The problem
Extend the excerpt on language as a biomarker for schizophrenia, picking up after its last sentence.

Page excerpt: Begin

Anomalies in Language As a Biomarker for Schizophrenia

Janna N. de Boer; Sanne G. Brederoo; Alban E. Voppel; Iris E.C. Sommer


Curr Opin Psychiatry. 2020;33(3):212-218. 

In This Article

Food for Thought

Language Versus Speech

Two important and notably distinct concepts in this line of research are 'language' and 'speech'. Language is the term used for the mental system underlying verbal behaviour, which includes meaning, grammar and form. Speech is the term used for the spoken output or the medium of the language, the way it is produced by the speech organs. Language can of course also be produced in writing or in gestures (sign language), which still requires similar cognitive processes to formulate sentences, without the use of the vocal tract (i.e. without articulation). Although communication difficulties in schizophrenia are currently described as 'disorganized speech', the literature discussed in this review clearly demonstrates that patients with schizophrenia display a wide variety of language disorders including broad disturbances in semantics, pragmatics and grammatical structures.[12,15] 'Disorganized speech'[77] would therefore, better be described as 'disturbed language', which may include, but is not limited to, speech.


The term biomarker is classically used for analytes of a human biological system (e.g. plasma, urine, cerebrospinal fluid) or for biological properties (i.e. mass concentration). However, the Biomarkers Definitions Working Group and other initiatives have advocated a broader, less ambiguous, definition of biomarkers, namely: 'a characteristic that is objectively measured and evaluated as an indicator of normal biological processes, pathogenic processes or pharmacological response'.[78,79] Language output fully adheres to this definition and can thus serve as a true biomarker for schizophrenia-spectrum disorders.

Page excerpt: End
Data shown: Begin

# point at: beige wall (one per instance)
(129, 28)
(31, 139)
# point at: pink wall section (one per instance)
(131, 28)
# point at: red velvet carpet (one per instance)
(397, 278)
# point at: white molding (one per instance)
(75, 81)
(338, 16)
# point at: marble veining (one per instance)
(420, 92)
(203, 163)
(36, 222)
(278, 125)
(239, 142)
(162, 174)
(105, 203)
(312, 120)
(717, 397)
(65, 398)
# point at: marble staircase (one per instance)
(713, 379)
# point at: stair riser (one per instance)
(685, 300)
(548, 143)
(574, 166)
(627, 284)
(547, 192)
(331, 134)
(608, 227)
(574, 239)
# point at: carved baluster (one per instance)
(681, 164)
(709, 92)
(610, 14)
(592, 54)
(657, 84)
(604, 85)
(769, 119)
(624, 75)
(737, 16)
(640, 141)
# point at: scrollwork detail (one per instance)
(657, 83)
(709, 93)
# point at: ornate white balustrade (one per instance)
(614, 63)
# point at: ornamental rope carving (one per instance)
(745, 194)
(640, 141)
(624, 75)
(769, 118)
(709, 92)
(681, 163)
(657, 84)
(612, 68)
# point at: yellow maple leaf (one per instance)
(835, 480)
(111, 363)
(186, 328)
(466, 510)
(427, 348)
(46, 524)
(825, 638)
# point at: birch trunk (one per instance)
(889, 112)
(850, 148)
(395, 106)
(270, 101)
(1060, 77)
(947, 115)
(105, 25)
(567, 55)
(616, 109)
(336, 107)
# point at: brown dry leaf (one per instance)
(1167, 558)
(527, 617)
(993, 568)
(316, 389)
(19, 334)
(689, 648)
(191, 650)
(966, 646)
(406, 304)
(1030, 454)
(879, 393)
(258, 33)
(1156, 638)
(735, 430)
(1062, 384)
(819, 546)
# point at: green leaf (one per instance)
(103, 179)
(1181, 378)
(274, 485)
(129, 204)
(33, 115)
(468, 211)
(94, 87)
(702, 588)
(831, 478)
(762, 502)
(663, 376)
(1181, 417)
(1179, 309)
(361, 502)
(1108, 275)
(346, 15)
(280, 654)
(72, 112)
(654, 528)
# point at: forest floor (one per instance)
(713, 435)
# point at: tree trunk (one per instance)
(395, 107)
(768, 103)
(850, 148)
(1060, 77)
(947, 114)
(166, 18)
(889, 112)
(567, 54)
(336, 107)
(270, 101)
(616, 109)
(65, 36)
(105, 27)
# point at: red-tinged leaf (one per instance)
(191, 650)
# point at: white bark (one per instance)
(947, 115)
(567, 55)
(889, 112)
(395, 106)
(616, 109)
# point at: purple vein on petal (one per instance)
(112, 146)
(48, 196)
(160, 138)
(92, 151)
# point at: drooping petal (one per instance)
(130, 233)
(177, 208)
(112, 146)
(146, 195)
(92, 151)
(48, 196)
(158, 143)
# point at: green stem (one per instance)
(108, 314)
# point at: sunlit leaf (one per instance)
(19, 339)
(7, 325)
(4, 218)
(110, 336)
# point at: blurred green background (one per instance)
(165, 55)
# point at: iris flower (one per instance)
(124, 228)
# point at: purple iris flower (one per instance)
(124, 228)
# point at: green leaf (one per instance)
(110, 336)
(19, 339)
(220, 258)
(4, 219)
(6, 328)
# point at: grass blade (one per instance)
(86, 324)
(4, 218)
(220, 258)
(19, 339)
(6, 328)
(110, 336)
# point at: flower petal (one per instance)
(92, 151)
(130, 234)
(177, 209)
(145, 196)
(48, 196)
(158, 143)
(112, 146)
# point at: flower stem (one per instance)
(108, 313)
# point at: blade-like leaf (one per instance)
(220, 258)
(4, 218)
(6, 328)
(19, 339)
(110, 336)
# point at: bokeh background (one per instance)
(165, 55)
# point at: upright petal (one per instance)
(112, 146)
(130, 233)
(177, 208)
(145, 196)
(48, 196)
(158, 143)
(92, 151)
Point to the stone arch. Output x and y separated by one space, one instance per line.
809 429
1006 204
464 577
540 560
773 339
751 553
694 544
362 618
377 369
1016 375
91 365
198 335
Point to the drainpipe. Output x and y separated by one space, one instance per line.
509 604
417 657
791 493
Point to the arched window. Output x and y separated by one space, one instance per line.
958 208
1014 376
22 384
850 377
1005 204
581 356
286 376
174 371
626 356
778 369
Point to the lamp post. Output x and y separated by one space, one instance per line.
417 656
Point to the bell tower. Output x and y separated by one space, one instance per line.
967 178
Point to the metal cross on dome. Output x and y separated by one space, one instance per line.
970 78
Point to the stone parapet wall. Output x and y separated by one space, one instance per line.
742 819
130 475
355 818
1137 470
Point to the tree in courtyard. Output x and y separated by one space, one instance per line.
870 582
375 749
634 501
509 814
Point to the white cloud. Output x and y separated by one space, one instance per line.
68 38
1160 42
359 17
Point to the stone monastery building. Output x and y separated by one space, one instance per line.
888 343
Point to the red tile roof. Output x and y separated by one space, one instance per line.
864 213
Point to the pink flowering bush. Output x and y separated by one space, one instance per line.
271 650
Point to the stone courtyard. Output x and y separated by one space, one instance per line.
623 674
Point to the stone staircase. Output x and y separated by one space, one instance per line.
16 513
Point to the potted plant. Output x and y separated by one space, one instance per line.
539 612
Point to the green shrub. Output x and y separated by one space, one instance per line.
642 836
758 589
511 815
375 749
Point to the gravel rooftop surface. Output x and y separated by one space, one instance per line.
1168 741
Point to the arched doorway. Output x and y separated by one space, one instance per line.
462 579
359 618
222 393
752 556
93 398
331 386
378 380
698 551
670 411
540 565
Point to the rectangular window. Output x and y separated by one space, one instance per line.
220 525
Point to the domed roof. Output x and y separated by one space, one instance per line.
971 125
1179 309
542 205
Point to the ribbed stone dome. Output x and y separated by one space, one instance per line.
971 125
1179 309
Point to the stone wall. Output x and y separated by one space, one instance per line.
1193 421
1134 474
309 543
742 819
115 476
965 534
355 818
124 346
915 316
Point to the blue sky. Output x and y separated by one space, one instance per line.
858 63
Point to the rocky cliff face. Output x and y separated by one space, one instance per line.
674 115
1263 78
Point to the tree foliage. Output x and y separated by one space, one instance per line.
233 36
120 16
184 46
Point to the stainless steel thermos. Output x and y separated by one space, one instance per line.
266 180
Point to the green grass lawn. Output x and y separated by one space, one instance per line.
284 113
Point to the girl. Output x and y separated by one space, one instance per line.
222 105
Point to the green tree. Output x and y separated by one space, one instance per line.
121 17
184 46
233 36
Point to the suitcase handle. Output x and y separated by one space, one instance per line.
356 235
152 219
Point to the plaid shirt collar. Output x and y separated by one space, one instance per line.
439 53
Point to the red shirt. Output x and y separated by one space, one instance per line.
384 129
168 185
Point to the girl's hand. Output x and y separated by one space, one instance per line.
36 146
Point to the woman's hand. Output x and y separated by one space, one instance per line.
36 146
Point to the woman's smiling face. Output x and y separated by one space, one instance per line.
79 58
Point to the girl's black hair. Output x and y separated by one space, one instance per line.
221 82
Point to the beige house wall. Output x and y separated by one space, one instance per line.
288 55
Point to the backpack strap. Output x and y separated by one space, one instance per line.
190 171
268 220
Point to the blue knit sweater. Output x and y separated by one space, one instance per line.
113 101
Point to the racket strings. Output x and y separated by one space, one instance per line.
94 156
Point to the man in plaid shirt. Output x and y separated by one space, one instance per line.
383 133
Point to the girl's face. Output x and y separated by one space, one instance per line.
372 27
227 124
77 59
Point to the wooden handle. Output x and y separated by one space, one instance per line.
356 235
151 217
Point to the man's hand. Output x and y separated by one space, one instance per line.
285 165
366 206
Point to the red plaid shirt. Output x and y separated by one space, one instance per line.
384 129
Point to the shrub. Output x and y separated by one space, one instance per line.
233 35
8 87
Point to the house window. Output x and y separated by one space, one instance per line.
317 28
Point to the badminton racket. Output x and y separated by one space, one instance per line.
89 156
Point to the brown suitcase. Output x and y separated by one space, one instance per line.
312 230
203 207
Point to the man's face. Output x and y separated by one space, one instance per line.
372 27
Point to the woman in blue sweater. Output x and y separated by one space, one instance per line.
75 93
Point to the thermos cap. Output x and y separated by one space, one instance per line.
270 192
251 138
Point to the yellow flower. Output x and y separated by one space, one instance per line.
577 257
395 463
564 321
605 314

Data shown: End

Answer to this task
Current State of Research

Of note, in most classification models discussed in this review, the final model included one or several variables which are nonspecific to language. Examples of such general features are task duration (reading 400 words aloud)[76] and response time to a question.[75] These variables are most likely based on general cognitive deficits such as reductions in attention, working memory or general fatigue, which are common in schizophrenia.[80] The decision to add less specific measures to a model is presumably motivated by the aspiration of models with high diagnostic or prognostic accuracy and the pursuit of developing clinically valuable tools. However, whereas general cognitive measures may have high discriminatory power, employing them in an early stage forecloses improvement of our knowledge of language-related disturbances in schizophrenia. Further, including nonspecific measures in classification models reduces their power to detect early or subtle symptoms in spoken language that are specific to schizophrenia and may be used for differential diagnosis. While we endorse the ultimate goal of developing highly accurate diagnostic and prognostic tools, the aim to assess the value of purely linguistic measures should not be neglected. To this end, results of models with only linguistic features should be reported as well, even if they are less accurate than models that in addition include nonspecific factors.

A related point of discussion is that in extensive machine learning and deep learning models, features become abstract and an abounding number of features is fed to the model (e.g. 40 526 speech features were used in a model to detect post-traumatic stress disorder[81]), which renders it difficult to retrace a classification model to clinically recognizable symptoms or signs. A word of caution for this development is, therefore, in order. In an extreme example such tendencies could lead to a model that bases its classification of patients and healthy controls only on their use of antipsychotic medication. This of course would lead to (near) perfect classification scores, but such a model would have no diagnostic value. Similarly, algorithms might 'overfit' predictions due to for example multicollinearity or correlated predictors, producing unstable estimates. Such problems can be overcome by validation in a truly independent dataset; problems in the model fitting stage will show up as poor performance in a validation process. However, of the studies reviewed here, most use cross-validation to assess the generalizability of their models, which does not fully overcome this risk of overfitting. Few studies validated their models in a separate subset of their data[70] or in an independent dataset;[63] the latter of which should become the standard in this field of research.